(Boundary labeling items)
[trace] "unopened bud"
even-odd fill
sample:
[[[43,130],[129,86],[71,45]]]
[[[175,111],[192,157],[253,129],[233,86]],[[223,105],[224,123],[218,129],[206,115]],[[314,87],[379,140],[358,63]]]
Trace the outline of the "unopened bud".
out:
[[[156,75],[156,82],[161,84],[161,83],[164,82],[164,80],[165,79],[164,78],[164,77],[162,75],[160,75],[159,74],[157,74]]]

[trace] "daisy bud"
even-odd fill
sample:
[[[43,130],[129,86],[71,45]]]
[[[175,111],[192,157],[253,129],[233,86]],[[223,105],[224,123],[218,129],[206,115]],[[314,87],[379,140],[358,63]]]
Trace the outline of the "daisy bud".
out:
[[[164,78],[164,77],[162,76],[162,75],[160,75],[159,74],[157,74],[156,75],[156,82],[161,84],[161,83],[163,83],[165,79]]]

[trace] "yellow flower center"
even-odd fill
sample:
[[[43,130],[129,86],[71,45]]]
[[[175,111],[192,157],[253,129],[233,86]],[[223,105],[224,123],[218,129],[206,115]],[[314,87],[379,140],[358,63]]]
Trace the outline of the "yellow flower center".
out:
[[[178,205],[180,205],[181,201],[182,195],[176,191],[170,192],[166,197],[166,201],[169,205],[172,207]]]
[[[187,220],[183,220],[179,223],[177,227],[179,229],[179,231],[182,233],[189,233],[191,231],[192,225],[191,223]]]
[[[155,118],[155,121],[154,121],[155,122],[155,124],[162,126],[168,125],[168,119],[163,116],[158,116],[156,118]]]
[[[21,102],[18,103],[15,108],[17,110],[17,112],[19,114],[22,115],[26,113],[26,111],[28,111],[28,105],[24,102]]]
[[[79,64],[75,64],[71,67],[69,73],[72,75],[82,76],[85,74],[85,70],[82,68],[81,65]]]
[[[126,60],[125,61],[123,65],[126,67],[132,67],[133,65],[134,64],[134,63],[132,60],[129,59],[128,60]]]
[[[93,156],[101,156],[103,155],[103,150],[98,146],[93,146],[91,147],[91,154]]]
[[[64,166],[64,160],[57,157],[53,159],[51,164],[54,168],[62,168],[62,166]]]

What to do ::
In all of the records, rename "even-odd fill" to "alternating fill" and give the lines again with nothing else changed.

Written response ::
[trace] "unopened bud"
alternating fill
sample:
[[[43,130],[129,86],[71,45]]]
[[[175,111],[192,157],[253,129],[233,86]],[[223,105],[224,123],[218,129],[206,115]],[[314,87],[379,140],[358,63]]]
Trace the outline of the "unopened bud".
out:
[[[156,75],[156,82],[161,84],[161,83],[164,82],[164,80],[165,79],[164,78],[164,77],[162,75],[160,75],[159,74],[157,74]]]

[trace] "daisy bud"
alternating fill
sample:
[[[43,130],[129,86],[71,45]]]
[[[175,111],[192,157],[253,129],[233,86]],[[223,105],[224,123],[218,129],[206,115]],[[314,87],[379,140],[358,63]]]
Trace the outline of the "daisy bud".
out:
[[[164,78],[164,77],[162,76],[162,75],[160,75],[159,74],[157,74],[156,75],[156,82],[161,84],[161,83],[163,83],[165,79]]]

[trace] "yellow flower center"
alternating fill
sample:
[[[43,130],[129,86],[71,45]]]
[[[175,111],[192,157],[253,129],[233,86]],[[223,105],[224,123],[218,129],[206,115]],[[314,87],[379,140],[358,63]]]
Trace the outline of the "yellow flower center".
out:
[[[178,205],[180,205],[181,201],[182,195],[176,191],[170,192],[166,197],[166,201],[169,205],[172,207]]]
[[[187,220],[183,220],[179,223],[177,227],[179,229],[179,231],[182,233],[189,233],[191,231],[192,225],[191,223]]]
[[[155,118],[155,121],[154,121],[155,122],[155,124],[162,126],[168,125],[168,119],[163,116],[158,116],[156,118]]]
[[[21,102],[18,103],[15,108],[17,110],[17,112],[19,114],[22,115],[26,113],[26,111],[28,111],[28,105],[24,102]]]
[[[79,64],[75,64],[71,67],[69,73],[72,75],[82,76],[85,74],[85,70],[82,68],[81,65]]]
[[[126,60],[125,61],[123,65],[126,67],[132,67],[133,65],[134,64],[134,63],[132,60],[129,59],[128,60]]]
[[[93,156],[101,156],[103,155],[103,150],[98,146],[93,146],[91,147],[91,154]]]
[[[64,166],[64,160],[57,157],[53,159],[51,164],[54,168],[62,168],[62,166]]]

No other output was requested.